→ **未加工のエントリ**
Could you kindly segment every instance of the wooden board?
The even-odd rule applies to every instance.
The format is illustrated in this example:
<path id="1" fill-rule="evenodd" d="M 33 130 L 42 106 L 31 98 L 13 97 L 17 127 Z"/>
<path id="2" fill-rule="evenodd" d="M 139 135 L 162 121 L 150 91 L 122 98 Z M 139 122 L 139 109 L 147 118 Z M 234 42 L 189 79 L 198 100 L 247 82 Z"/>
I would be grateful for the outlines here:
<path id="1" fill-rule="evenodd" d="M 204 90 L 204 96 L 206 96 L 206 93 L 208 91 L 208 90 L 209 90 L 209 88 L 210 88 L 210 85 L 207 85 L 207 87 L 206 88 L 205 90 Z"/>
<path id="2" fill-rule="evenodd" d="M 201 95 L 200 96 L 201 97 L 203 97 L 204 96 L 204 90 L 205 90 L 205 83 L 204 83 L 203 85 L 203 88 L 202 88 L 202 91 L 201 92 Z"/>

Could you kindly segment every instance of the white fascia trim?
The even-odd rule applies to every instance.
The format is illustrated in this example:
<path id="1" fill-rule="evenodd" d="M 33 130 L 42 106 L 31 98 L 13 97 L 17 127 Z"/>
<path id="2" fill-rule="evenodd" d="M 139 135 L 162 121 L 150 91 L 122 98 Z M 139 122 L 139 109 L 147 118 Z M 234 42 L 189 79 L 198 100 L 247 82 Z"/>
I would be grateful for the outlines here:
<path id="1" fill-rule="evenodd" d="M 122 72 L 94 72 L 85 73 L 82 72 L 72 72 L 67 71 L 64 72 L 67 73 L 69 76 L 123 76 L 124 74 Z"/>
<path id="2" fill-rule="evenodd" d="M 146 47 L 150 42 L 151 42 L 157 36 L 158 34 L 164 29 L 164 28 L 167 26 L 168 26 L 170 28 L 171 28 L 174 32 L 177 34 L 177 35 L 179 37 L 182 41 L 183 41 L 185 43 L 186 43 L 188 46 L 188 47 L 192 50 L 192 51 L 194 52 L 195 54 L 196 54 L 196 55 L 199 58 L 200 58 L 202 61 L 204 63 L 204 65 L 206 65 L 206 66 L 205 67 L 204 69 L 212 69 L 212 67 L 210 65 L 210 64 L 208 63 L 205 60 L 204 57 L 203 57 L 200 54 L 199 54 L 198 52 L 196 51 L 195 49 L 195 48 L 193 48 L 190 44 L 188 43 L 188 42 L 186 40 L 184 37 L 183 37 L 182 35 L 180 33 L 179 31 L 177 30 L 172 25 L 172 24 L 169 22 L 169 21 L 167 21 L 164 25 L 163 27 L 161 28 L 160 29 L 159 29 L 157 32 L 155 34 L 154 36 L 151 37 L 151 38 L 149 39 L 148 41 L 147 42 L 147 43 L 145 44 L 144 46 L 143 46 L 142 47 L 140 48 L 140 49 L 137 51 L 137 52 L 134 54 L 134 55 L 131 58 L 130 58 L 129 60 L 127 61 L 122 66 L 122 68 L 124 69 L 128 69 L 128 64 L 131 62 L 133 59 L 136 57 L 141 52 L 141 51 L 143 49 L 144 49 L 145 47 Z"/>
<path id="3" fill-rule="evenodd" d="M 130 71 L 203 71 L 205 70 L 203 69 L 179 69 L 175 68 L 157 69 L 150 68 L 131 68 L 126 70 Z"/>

→ **小問**
上のエントリをすべて、一字一句変えずに書き写す。

→ **解答**
Could you kindly segment every instance of the wooden board?
The even-odd rule applies to every instance.
The format is illustrated in this example:
<path id="1" fill-rule="evenodd" d="M 33 130 L 42 106 L 31 98 L 13 97 L 17 127 Z"/>
<path id="2" fill-rule="evenodd" d="M 139 135 L 162 121 L 150 91 L 122 98 Z M 139 122 L 139 109 L 147 118 Z M 234 42 L 189 79 L 198 100 L 247 82 Z"/>
I would be grateful for the outlines here:
<path id="1" fill-rule="evenodd" d="M 204 90 L 204 96 L 206 96 L 206 93 L 208 91 L 208 90 L 209 90 L 209 88 L 210 88 L 210 85 L 207 85 L 207 87 L 206 88 L 205 90 Z"/>
<path id="2" fill-rule="evenodd" d="M 201 95 L 200 96 L 201 97 L 203 97 L 204 96 L 204 90 L 205 90 L 205 83 L 204 83 L 203 85 L 203 88 L 202 88 L 202 91 L 201 92 Z"/>

Could you kindly segment every instance of the white fascia trim?
The even-odd rule applies to every instance.
The format is illustrated in this example:
<path id="1" fill-rule="evenodd" d="M 33 130 L 42 106 L 31 98 L 13 97 L 17 127 Z"/>
<path id="2" fill-rule="evenodd" d="M 139 135 L 162 121 L 150 91 L 122 98 Z M 139 122 L 139 109 L 147 118 Z M 234 42 L 189 79 L 198 100 L 247 82 Z"/>
I would be grateful for the outlines here:
<path id="1" fill-rule="evenodd" d="M 122 72 L 94 72 L 85 73 L 82 72 L 72 72 L 67 71 L 64 72 L 67 73 L 69 76 L 123 76 L 124 74 Z"/>
<path id="2" fill-rule="evenodd" d="M 146 47 L 150 42 L 151 42 L 157 36 L 158 34 L 164 29 L 164 28 L 167 26 L 168 26 L 170 28 L 171 28 L 174 32 L 177 34 L 177 35 L 179 37 L 182 41 L 183 41 L 185 43 L 186 43 L 188 46 L 188 47 L 192 50 L 192 51 L 194 52 L 195 54 L 196 54 L 196 55 L 199 58 L 200 58 L 202 61 L 204 63 L 204 65 L 206 65 L 206 66 L 205 67 L 204 69 L 212 69 L 212 67 L 210 65 L 210 64 L 208 63 L 205 60 L 204 57 L 203 57 L 200 54 L 199 54 L 198 52 L 196 51 L 195 49 L 195 48 L 193 48 L 190 44 L 188 43 L 188 42 L 186 40 L 184 37 L 183 37 L 182 35 L 180 33 L 179 31 L 177 30 L 172 25 L 172 24 L 169 22 L 169 21 L 167 21 L 164 25 L 163 27 L 161 28 L 160 29 L 159 29 L 157 32 L 155 34 L 154 36 L 151 37 L 151 38 L 149 39 L 148 41 L 147 42 L 147 43 L 145 44 L 144 46 L 143 46 L 142 47 L 140 48 L 140 49 L 137 51 L 137 52 L 134 54 L 134 55 L 131 58 L 130 58 L 129 60 L 127 61 L 122 66 L 122 68 L 124 69 L 128 69 L 128 64 L 131 62 L 133 59 L 136 57 L 141 52 L 141 51 L 143 49 L 144 49 L 145 47 Z"/>
<path id="3" fill-rule="evenodd" d="M 130 71 L 203 71 L 205 70 L 203 69 L 179 69 L 175 68 L 157 69 L 150 68 L 131 68 L 126 70 Z"/>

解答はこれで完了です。